Region segmentation data
## start

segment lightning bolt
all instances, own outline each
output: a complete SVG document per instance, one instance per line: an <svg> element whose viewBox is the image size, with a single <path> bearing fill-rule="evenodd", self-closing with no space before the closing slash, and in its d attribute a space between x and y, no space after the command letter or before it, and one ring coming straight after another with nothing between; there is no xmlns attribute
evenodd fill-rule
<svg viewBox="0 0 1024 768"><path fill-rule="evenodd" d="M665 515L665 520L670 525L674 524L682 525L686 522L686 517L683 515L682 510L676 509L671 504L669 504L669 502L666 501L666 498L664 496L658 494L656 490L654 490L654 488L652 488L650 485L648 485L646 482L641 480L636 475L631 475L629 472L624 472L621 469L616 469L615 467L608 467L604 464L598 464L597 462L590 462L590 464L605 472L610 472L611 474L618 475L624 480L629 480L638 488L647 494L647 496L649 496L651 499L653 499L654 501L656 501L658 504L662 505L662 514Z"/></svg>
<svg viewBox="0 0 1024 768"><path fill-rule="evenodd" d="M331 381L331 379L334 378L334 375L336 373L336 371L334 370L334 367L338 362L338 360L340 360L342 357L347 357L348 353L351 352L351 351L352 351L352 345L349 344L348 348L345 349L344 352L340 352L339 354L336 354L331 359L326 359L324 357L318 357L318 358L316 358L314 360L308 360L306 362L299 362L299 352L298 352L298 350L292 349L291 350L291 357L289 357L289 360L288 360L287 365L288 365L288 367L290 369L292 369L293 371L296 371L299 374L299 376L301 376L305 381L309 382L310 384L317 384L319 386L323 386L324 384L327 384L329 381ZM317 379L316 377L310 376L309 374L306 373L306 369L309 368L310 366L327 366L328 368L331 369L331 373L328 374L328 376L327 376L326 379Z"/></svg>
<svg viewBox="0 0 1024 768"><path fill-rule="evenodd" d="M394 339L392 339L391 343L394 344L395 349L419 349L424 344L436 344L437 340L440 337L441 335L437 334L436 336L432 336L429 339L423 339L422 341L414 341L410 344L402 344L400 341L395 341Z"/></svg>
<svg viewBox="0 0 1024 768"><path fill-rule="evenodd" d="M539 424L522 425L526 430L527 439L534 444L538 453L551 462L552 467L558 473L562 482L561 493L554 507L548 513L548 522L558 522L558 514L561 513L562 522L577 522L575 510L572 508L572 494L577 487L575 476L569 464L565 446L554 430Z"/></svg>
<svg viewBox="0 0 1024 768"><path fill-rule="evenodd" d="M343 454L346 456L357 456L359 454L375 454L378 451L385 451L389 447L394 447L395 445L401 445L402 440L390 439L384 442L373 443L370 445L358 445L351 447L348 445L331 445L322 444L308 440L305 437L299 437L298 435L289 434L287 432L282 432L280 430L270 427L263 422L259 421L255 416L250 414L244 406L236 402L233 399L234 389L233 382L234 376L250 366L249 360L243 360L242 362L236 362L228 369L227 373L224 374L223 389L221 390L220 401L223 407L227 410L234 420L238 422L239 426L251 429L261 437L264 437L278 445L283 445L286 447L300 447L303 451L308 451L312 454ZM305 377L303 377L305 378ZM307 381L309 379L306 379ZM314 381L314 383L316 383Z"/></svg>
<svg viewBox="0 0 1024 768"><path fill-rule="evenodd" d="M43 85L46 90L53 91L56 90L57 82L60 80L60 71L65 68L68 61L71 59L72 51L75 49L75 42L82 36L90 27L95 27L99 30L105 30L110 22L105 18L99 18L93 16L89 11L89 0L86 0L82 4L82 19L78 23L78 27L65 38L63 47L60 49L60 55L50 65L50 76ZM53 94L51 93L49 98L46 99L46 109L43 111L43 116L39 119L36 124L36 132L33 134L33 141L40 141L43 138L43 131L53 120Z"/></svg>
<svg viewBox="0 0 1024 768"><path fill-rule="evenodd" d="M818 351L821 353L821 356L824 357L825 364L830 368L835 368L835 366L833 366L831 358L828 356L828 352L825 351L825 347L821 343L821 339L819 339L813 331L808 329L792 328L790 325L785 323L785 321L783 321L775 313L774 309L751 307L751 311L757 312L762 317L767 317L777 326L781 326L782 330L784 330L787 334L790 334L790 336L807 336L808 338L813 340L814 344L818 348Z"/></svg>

## end

Short task
Please retype the stretch of the data from its first line through the line containing "381L331 379L334 378L334", including both of those lines.

Expected answer
segment lightning bolt
all instances, own outline each
output: a complete SVG document per instance, one instance per line: an <svg> element whose viewBox is the image size, with a single <path> bearing fill-rule="evenodd", self-closing with no space before the closing slash, and in its d attribute a space between x and y, no space after the command letter or before it, and one ring coming straight after another with nothing between; there is no xmlns attribute
evenodd fill-rule
<svg viewBox="0 0 1024 768"><path fill-rule="evenodd" d="M665 515L665 520L670 525L674 524L682 525L686 522L686 517L683 515L682 510L676 509L671 504L669 504L669 502L666 501L666 498L664 496L658 494L656 490L654 490L654 488L652 488L650 485L648 485L646 482L641 480L636 475L631 475L629 472L624 472L621 469L616 469L615 467L608 467L604 464L598 464L597 462L590 462L590 464L605 472L610 472L611 474L618 475L624 480L629 480L638 488L647 494L647 496L649 496L651 499L653 499L654 501L656 501L658 504L662 505L662 514Z"/></svg>
<svg viewBox="0 0 1024 768"><path fill-rule="evenodd" d="M331 381L331 379L334 378L334 375L336 373L336 371L334 370L334 367L338 362L338 360L340 360L342 357L347 357L348 353L351 352L351 351L352 351L352 345L349 344L348 348L345 349L344 352L340 352L339 354L336 354L331 359L326 359L324 357L318 357L318 358L316 358L314 360L308 360L306 362L299 362L299 352L298 352L298 350L292 349L291 350L291 357L289 357L289 360L288 360L287 365L288 365L288 367L290 369L292 369L293 371L296 371L299 374L299 376L301 376L305 381L309 382L310 384L317 384L319 386L323 386L324 384L327 384L329 381ZM317 379L316 377L310 376L309 374L306 373L306 369L309 368L310 366L327 366L328 368L331 369L331 373L328 374L328 376L327 376L326 379Z"/></svg>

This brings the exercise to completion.